• EXERCISE PROMPT
Rewrite the records below as a numbered list, leaving out any blank lines.

-- start SUPPLIED DATA --

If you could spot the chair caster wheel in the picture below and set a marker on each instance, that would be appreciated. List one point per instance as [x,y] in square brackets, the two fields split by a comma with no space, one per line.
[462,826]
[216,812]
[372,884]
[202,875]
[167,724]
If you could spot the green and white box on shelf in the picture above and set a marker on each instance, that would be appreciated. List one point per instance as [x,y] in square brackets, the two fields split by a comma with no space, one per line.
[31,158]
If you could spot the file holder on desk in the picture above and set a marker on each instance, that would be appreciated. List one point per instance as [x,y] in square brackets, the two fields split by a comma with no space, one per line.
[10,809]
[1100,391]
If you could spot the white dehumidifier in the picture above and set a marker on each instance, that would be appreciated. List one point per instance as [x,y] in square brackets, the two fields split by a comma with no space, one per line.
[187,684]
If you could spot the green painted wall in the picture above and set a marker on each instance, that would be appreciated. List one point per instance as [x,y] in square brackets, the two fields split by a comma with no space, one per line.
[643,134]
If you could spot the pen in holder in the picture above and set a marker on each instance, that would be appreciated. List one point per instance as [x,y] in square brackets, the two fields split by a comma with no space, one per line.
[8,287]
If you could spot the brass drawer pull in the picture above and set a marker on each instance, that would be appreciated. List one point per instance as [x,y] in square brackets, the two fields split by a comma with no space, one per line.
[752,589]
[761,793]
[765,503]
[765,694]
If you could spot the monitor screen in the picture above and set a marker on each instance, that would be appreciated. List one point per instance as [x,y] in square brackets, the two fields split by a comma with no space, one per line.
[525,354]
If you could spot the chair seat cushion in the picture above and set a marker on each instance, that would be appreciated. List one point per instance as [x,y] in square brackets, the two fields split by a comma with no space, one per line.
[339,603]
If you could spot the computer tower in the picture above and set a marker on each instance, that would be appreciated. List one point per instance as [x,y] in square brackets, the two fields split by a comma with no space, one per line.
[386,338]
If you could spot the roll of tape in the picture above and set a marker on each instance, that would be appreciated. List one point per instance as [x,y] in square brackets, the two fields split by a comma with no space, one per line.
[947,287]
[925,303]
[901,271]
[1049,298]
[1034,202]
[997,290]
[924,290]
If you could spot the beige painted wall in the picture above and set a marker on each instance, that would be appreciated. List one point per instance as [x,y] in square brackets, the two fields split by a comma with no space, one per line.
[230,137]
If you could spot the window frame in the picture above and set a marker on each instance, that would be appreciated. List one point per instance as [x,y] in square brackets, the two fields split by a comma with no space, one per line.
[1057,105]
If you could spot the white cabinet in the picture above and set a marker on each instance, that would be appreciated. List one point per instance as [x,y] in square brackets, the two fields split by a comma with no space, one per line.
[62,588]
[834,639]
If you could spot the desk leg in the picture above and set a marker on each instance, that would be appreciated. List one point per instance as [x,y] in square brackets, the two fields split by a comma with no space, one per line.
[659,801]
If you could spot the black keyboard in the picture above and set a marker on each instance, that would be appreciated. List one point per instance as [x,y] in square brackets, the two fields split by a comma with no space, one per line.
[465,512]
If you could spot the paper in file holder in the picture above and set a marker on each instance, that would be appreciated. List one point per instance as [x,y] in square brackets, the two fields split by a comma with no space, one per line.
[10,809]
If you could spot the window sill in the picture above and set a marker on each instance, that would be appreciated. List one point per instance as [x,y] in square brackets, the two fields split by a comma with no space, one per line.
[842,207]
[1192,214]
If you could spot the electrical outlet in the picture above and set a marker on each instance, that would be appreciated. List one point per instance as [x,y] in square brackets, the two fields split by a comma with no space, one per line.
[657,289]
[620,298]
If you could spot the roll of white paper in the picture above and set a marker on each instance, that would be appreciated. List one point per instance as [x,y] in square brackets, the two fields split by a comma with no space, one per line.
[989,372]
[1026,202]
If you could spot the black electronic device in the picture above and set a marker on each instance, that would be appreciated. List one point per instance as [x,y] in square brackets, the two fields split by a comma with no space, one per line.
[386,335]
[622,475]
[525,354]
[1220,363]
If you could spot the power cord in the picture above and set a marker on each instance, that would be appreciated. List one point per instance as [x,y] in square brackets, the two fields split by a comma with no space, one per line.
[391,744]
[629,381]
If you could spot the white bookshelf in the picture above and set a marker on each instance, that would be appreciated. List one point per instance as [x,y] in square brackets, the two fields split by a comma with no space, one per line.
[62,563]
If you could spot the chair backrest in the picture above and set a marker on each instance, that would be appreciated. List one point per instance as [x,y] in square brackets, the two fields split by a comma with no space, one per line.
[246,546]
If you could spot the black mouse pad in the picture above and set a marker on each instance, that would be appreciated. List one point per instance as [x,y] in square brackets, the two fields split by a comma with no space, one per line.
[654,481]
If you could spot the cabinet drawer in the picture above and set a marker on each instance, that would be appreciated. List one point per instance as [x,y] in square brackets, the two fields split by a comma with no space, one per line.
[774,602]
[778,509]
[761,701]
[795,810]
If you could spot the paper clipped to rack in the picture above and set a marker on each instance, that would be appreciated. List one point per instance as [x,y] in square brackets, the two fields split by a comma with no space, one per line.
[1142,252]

-- end SUPPLIED DATA --

• PROBLEM SOLUTION
1. If you could spot the chair caster wheel in the picture below and set a marker on each instance, that would be appreciated. List one point per instance as [x,y] in square brackets, the two fields split by a comma with no space, one per line.
2. [462,826]
3. [216,812]
4. [372,884]
5. [202,875]
6. [167,724]
7. If you could spot the green and white box on shelf in the picture above and set a marker on each instance, that would be appreciated. List one point per instance as [x,y] in square brackets, the two fields split by a comma with no space, one per line.
8. [31,158]
9. If you could spot the file holder on desk in the picture above and set a marker on each instance, that would be appreciated. List one point per instance as [x,y] in square brackets, the two fields split by a comma with no space, one per line.
10. [10,809]
11. [1100,391]
12. If you could spot the white dehumidifier in the picture above and set a marker on each instance, that would be appreciated. List one point per instance as [x,y] in square brackets, the two fields split by a comma with no space, one per line.
13. [187,684]
14. If you could spot the green painted wall in the picture above and set a marker on each instance, that would be appreciated. List one point per instance as [x,y] in square brackets, the two fields split by a comma with no space, one per line.
15. [643,134]
16. If you could spot the pen in holder in the picture above and set a marker on each instance, that would be appreciated. List one point per instance as [x,y] in square brackets, the two fields split by a comma with no space, one per line.
17. [8,287]
18. If you could spot the brass drawer pull in the picture above and set a marker on each instance, that would be appreciated. List one point per instance as [x,y] in square brackets, the two fields split by a comma with no space, one per line.
19. [752,589]
20. [761,793]
21. [765,503]
22. [765,694]
23. If you could spot the monitor screen in the picture above and set a marker on each instance, that would be appreciated. List one point per instance as [x,y] in square brackets, the two fields split by a comma with no space, one per line.
24. [525,354]
25. If you could spot the chair seat cushion in the picture above and set a marker on each instance, that would be appreciated. List one point per instance as [x,y] in square brackets, the two fields split by a comma with no space, one per line.
26. [339,603]
27. If you could spot the computer tower in the picture above and set a marker on each instance, that would be appreciated. List one point per instance as [x,y] in square brackets, the two fields split by a comma with no space, one per line.
28. [386,338]
29. If you could spot the roll of tape in the picture above and set a marker on each instance, that would be appreciated. List one point per instance as [x,y] in square brackets, the two fields split by a comma with no space, one per line.
30. [947,287]
31. [925,303]
32. [901,271]
33. [1049,298]
34. [1034,202]
35. [997,290]
36. [924,290]
37. If you could spot the beige painted wall in the picture above and set a marker on each instance, that would be appreciated. List one point per instance as [x,y] in square brackets, the two fields split by a comma with no space, one per line.
38. [230,137]
39. If you could spot the window frame in the picture above and set a marker on each instance, that would be appreciated. List one point per instance as [x,y] in square brackets, the two fields split by a comma with no space, one per line.
40. [1057,105]
41. If you could spot the white cabinet in the picture above and set a marker on each instance, that would be appreciated. List one point per instance as [x,y] in square brackets, the two fields split by a comma with no space, one per line.
42. [62,588]
43. [834,639]
44. If you could spot the desk leg in the picture above and set a marker on each instance, that would be appreciated. List one point per instance as [x,y] in square brackets, the two fields split by a comma with no space, one per line.
45. [659,801]
46. If you could spot the black keyboard in the picture above and set a marker on each instance, that would be appreciated. List one point per instance as [x,y] in square brackets, the two fields split by a comma with no space, one per line.
47. [465,512]
48. If you could spot the paper in file holder in the picture above and set a marker on each instance, that would be appreciated. List one point per instance as [x,y] in square brackets, the two fields split by a comma with no space, one per line.
49. [10,809]
50. If you could spot the window sill in the picture above and set a marker on each instance, that would be appreciated. List one point per instance as [x,y] in square brackets, the two fields split by a comma with no space, one per line.
51. [842,207]
52. [1192,214]
53. If you could spot the electrical outlet in the picture above and set a marker on each instance, that would be appreciated. List one point per instance as [x,y] in square brackets, the two fields split by a comma with no space, one per line.
54. [657,289]
55. [620,298]
56. If you could spot the roll of white paper in the picture above and set a marker on each instance, that would be appreciated. List one point per instance as [x,y] in square brackets, the two fields split by a comma with no space, one per line.
57. [989,372]
58. [1026,202]
59. If you could spot the black electronic device in the picture above and set a marker on each instance, that would be appreciated. List one point per instance as [x,y] in square brackets, the two fields split by a comma with no space, one per line.
60. [386,335]
61. [622,475]
62. [525,354]
63. [1220,363]
64. If you could spot the power cord in the picture above and set a marker on each instance, that would be appreciated. List one point per instance as [x,y] in square brackets, the two fields split by a comma with no space, one per line.
65. [391,744]
66. [629,381]
67. If you could spot the white bookshelf in the picture above and set a marker on each instance, that would be appreciated. List one point per instance as [x,y] in square brackets, the two fields split by a comma with no space, one per line.
68. [62,563]
69. If you could spot the chair backrest in the picture above and set a marker on each instance, that would be appreciated. List one point per instance as [x,y] in square brackets, the two fields split by a comma with no space, one per line.
70. [246,546]
71. If you could spot the black mouse pad in the picture above and set a marker on each instance, that would be appreciated. List one point per instance as [x,y] in square brackets, the two fields split by a comma with no space, one per line.
72. [654,481]
73. If you could spot the cabinet drawer in the picture above and set a marker on each instance, that would be appreciated. List one point per instance as [x,y] in square brackets, the two fields split by a comma with no space, one per line.
74. [774,602]
75. [778,509]
76. [761,701]
77. [795,810]
78. If you could spot the paper clipped to rack in the picture above and set a marker on each instance, that would be appreciated. List one point per instance as [x,y] in square brackets, the two fields split by a comma with no space, one per line.
79. [1142,252]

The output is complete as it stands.